=== What the task requires ===
The expected output is the complete data, reproduced exactly.

Stored records:

**********

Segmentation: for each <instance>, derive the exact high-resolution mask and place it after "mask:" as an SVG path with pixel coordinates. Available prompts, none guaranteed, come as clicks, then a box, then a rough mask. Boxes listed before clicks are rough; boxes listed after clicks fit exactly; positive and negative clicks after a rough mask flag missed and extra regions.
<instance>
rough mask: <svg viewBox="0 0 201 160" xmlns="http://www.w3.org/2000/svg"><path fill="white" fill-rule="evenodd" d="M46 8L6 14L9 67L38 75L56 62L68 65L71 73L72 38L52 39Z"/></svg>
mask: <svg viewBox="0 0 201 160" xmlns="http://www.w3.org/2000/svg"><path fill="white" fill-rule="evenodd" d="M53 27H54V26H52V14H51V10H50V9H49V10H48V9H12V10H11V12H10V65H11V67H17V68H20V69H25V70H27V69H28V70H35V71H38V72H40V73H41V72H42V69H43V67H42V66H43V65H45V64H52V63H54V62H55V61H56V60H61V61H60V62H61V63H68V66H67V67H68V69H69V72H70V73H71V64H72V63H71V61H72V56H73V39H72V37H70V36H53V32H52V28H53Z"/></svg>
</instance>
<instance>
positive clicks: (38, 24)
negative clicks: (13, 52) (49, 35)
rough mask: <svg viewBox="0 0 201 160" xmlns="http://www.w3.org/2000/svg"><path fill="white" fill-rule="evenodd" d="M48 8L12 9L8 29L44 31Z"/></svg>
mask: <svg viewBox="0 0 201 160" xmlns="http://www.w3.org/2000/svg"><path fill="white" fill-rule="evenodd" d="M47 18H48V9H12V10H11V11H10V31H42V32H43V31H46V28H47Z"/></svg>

**********

=== Response to this task ===
Segmentation: for each <instance>, derive the exact high-resolution mask and place it after "mask:" as an SVG path with pixel coordinates. Available prompts, none guaranteed, come as clicks, then a box, then a rough mask. Boxes listed before clicks are rough; boxes listed after clicks fit exactly; positive and negative clicks after a rough mask flag missed and extra regions.
<instance>
rough mask: <svg viewBox="0 0 201 160" xmlns="http://www.w3.org/2000/svg"><path fill="white" fill-rule="evenodd" d="M46 8L6 14L9 67L38 75L56 62L68 65L71 73L72 38L52 39Z"/></svg>
mask: <svg viewBox="0 0 201 160" xmlns="http://www.w3.org/2000/svg"><path fill="white" fill-rule="evenodd" d="M53 27H54V26H52V14H51V10H50V9H49V10H48V9H12V10H11V12H10V65H11V67H17V68H20V69H25V70H27V69H28V70H35V71H38V72H40V73H41V72H42V69H43V67H42V66H43V65H45V64H52V63H54V62H55V61H56V60H61V61H60V62H61V63H68V66H67V67H68V69H69V72H70V73H71V64H72V63H71V61H72V56H73V39H72V37H70V36H53V32H52V28H53Z"/></svg>
</instance>
<instance>
positive clicks: (38, 24)
negative clicks: (13, 52) (49, 35)
rough mask: <svg viewBox="0 0 201 160" xmlns="http://www.w3.org/2000/svg"><path fill="white" fill-rule="evenodd" d="M48 8L12 9L8 29L44 31Z"/></svg>
mask: <svg viewBox="0 0 201 160" xmlns="http://www.w3.org/2000/svg"><path fill="white" fill-rule="evenodd" d="M47 18H48V9H12V10H11V11H10V31H42V32H43V31H46V28H47Z"/></svg>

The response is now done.